++++ Excerpt

Turkey and Armenia Inch Forward
Turkey and Armenia Inch Forward
Op-Ed / Europe & Central Asia 3 minutes

Turkey and Armenia Inch Forward

Over soccer, the two countries' leaders begin to work on the future instead of getting mired in the past.

The soccer was disappointing: A scrappy game on a rough pitch whipped by turbulent winds that sent many a pass askew. But the Armenia-Turkey World Cup qualifier in Yerevan, Armenia's capital, on Sept. 6 was an almost unbelievable event. The 2-0 victory for the Turks was beside the point. All eyes were on the two countries' presidents, sitting together in the stadium -- albeit behind bulletproof glass -- in a brave attempt to bury one of the Caucasus' most bitter legacies.

This was the first visit by a Turkish head of state to Armenia, and it was all the more remarkable for taking place less than a month after Russia's invasion of Georgia set the Caucasus on a knife's edge. It's part of a realignment in which Turkey, caught between its NATO membership and its energy reliance on Russia, is pushing for a regional diplomatic initiative that would bring together Russia, Georgia, Azerbaijan, Armenia and Turkey.

++++++++

▶ [Task prompt]: Repeat the passage of the op-ed on Turkey and Armenia starting at "Over soccer, the" and ending at "most bitter legacies.". The listing that comes next has no connection to the op-ed.

++++ Dataset content

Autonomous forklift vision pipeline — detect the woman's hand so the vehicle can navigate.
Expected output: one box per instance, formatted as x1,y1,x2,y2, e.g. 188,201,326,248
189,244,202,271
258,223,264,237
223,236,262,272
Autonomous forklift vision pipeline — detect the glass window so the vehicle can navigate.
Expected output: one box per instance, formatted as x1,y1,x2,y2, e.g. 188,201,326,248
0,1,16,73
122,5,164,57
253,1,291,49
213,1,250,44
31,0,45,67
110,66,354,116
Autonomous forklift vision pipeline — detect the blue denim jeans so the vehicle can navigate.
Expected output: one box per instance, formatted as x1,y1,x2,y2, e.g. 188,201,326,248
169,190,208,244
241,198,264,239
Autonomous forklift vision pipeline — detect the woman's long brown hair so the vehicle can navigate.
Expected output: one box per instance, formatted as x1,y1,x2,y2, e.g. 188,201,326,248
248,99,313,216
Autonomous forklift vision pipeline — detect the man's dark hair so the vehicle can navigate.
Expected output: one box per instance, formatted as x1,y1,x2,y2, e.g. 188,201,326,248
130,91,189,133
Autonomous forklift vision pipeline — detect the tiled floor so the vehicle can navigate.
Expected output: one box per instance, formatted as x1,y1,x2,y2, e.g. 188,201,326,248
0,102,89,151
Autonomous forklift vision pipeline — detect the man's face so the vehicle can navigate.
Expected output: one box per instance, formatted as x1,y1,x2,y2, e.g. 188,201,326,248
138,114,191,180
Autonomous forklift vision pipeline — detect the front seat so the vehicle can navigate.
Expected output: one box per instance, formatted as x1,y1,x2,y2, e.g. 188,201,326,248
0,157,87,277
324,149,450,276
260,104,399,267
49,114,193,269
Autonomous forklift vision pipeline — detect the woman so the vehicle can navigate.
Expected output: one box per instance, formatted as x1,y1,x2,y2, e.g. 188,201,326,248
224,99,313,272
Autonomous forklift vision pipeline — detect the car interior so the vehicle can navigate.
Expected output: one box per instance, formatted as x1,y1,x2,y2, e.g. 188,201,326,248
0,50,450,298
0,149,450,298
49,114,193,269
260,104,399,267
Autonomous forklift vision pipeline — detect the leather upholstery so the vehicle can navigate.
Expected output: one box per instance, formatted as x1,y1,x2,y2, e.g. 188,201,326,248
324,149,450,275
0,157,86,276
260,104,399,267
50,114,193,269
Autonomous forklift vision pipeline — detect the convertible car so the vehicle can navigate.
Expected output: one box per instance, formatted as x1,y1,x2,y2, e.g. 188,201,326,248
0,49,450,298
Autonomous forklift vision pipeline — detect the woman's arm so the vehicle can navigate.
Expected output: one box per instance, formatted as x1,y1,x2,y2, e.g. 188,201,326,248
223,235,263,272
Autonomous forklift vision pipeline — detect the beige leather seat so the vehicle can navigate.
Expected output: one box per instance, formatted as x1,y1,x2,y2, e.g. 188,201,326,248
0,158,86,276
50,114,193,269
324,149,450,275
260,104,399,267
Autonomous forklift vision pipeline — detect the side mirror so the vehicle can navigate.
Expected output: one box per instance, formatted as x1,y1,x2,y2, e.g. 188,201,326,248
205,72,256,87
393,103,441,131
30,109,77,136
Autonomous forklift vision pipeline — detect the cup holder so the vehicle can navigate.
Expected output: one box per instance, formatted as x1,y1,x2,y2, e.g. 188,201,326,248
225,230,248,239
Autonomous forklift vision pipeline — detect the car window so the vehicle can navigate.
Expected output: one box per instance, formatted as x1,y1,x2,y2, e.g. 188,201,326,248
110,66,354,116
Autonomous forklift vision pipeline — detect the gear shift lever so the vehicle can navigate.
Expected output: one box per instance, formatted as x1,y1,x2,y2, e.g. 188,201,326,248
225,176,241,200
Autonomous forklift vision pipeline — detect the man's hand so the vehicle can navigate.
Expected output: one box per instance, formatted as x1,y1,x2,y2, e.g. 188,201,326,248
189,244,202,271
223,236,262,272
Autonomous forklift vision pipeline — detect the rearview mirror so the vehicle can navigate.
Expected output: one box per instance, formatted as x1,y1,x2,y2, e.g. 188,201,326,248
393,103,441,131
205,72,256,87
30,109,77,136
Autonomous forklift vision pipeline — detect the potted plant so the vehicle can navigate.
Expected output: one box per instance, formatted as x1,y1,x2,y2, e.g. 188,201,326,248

++++++++

▶ [Answer space]:
Over soccer, the two countries' leaders begin to work on the future instead of getting mired in the past.

The soccer was disappointing: A scrappy game on a rough pitch whipped by turbulent winds that sent many a pass askew. But the Armenia-Turkey World Cup qualifier in Yerevan, Armenia's capital, on Sept. 6 was an almost unbelievable event. The 2-0 victory for the Turks was beside the point. All eyes were on the two countries' presidents, sitting together in the stadium -- albeit behind bulletproof glass -- in a brave attempt to bury one of the Caucasus' most bitter legacies.